Dataset records
—————

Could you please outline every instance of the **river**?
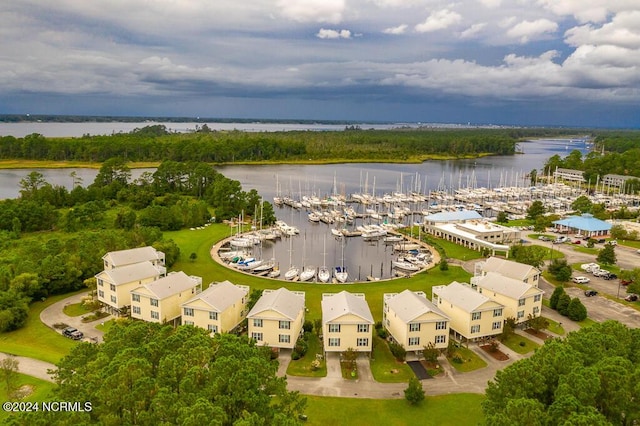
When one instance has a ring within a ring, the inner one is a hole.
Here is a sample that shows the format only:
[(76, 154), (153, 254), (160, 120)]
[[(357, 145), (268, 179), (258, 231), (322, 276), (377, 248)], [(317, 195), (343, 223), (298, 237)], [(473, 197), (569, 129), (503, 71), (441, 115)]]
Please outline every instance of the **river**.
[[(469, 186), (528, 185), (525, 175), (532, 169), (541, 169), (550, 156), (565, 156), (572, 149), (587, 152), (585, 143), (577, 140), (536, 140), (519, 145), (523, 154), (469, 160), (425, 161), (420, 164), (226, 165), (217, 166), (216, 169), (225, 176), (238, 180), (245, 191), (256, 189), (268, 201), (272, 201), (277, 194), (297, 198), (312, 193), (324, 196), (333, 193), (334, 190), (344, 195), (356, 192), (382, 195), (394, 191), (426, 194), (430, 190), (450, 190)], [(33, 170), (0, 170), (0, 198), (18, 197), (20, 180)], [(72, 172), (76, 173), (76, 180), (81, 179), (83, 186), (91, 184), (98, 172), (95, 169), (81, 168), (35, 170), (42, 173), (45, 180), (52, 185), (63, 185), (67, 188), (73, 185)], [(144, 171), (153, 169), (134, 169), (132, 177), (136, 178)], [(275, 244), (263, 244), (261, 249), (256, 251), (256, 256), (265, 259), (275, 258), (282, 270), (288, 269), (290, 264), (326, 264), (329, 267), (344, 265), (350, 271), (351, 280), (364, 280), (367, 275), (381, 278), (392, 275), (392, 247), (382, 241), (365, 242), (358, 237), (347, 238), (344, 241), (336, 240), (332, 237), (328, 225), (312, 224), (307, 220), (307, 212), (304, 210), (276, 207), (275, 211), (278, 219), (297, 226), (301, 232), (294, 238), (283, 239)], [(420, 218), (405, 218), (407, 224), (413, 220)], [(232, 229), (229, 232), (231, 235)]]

—————

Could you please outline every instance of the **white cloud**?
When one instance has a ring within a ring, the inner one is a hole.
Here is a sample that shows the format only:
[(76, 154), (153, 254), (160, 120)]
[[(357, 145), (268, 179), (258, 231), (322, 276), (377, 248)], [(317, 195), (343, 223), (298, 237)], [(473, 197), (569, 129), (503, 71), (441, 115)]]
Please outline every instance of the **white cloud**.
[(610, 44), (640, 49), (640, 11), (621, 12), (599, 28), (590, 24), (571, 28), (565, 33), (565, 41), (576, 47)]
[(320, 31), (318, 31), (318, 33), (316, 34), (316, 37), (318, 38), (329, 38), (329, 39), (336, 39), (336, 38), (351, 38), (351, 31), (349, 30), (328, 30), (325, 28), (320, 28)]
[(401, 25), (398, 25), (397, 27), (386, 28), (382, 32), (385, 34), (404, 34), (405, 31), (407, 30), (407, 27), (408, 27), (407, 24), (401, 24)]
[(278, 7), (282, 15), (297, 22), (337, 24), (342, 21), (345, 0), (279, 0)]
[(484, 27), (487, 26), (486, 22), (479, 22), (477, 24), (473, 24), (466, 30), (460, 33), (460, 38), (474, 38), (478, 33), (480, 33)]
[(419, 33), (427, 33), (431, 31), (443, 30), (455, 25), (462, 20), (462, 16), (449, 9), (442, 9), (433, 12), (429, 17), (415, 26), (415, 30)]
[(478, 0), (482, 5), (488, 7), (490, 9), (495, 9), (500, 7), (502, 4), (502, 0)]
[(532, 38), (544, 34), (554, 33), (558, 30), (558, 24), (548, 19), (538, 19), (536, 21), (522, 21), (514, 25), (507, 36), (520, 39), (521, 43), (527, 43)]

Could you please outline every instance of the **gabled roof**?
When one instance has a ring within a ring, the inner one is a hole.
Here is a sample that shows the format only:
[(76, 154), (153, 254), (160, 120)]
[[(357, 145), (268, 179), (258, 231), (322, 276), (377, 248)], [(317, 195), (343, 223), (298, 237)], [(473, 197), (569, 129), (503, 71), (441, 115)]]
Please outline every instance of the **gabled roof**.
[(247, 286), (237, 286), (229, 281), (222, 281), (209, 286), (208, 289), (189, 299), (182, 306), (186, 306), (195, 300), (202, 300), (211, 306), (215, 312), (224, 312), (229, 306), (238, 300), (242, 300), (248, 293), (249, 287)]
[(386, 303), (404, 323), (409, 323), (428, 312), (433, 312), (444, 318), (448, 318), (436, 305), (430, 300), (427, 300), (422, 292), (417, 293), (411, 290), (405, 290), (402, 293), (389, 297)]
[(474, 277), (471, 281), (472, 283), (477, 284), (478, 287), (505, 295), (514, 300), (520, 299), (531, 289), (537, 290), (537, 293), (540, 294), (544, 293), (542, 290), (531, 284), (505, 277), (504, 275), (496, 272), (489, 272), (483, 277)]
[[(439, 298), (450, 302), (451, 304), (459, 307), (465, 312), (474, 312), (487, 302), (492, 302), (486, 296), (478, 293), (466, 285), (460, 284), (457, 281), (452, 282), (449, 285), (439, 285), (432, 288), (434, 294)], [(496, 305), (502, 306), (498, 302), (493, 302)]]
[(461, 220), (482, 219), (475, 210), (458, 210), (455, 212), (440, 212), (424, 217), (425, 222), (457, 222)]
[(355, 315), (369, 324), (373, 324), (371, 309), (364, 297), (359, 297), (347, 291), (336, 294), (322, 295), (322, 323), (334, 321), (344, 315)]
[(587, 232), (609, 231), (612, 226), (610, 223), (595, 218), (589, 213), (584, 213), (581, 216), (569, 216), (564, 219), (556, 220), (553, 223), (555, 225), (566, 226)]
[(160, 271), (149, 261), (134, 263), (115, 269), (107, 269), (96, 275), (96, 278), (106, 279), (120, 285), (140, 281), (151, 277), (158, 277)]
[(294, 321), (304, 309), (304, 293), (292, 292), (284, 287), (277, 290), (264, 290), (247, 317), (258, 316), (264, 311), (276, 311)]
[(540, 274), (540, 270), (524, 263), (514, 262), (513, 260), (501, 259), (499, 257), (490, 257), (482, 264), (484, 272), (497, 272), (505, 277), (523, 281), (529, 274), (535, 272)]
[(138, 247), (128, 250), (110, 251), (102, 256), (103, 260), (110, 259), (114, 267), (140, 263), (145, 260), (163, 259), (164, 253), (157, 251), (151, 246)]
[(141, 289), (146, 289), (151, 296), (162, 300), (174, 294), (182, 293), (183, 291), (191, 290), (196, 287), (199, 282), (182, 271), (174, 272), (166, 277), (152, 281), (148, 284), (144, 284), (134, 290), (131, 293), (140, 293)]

—————

- **The request**
Copy out the lines from the one containing "Could you please outline every instance of the **gabled" through the one containing "272), (483, 277)]", keeping each line unchanged.

- **Answer to this problem**
Could you please outline every instance of the **gabled roof**?
When one instance has a ring within a ring, the inner one is a hole.
Here is a sample that shows the format only:
[(76, 154), (153, 254), (160, 120)]
[[(357, 145), (268, 179), (258, 231), (322, 276), (377, 248)], [(317, 195), (343, 223), (298, 237)], [(473, 197), (569, 129), (503, 71), (441, 115)]]
Please outline every instance of the **gabled roof**.
[(247, 286), (237, 286), (229, 281), (222, 281), (209, 286), (208, 289), (189, 299), (182, 306), (186, 306), (195, 300), (202, 300), (211, 306), (215, 312), (224, 312), (229, 306), (238, 300), (242, 300), (248, 293), (249, 287)]
[(386, 303), (404, 323), (409, 323), (428, 312), (433, 312), (444, 318), (448, 318), (436, 305), (430, 300), (427, 300), (422, 292), (417, 293), (411, 290), (405, 290), (402, 293), (389, 297)]
[(474, 277), (471, 281), (472, 283), (477, 284), (478, 287), (505, 295), (514, 300), (520, 299), (531, 289), (537, 290), (537, 293), (540, 294), (544, 293), (542, 290), (531, 284), (505, 277), (504, 275), (496, 272), (489, 272), (483, 277)]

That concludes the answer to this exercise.